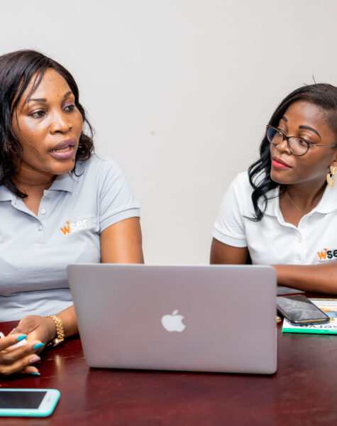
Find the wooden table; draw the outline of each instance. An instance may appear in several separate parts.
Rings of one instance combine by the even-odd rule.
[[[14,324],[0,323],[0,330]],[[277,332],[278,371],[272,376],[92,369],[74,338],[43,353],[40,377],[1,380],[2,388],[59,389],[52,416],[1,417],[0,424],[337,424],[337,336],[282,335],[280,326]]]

==

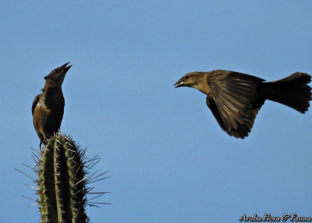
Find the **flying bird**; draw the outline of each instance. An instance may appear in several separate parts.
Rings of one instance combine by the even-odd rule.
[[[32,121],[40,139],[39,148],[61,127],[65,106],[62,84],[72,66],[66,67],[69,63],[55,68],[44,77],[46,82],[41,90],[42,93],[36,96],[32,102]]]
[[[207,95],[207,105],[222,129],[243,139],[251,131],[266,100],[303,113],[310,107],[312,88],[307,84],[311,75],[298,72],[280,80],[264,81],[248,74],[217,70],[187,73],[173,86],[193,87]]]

--

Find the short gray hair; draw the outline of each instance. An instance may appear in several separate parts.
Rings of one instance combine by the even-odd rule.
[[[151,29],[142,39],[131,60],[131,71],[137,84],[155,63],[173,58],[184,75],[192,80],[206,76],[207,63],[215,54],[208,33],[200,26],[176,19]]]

# Exercise prompt
List every line of the data above that contains the word "parts", copying each line in full. Case counts.

# Written solution
Find the wooden table; draw the outline of each instance. An instance may appear in several separate parts.
Find the **flying bird**; draw the outline of each instance. An instance may appear in several separate parts.
Find the short gray hair; draw the outline of each instance. An instance may appear in several separate parts.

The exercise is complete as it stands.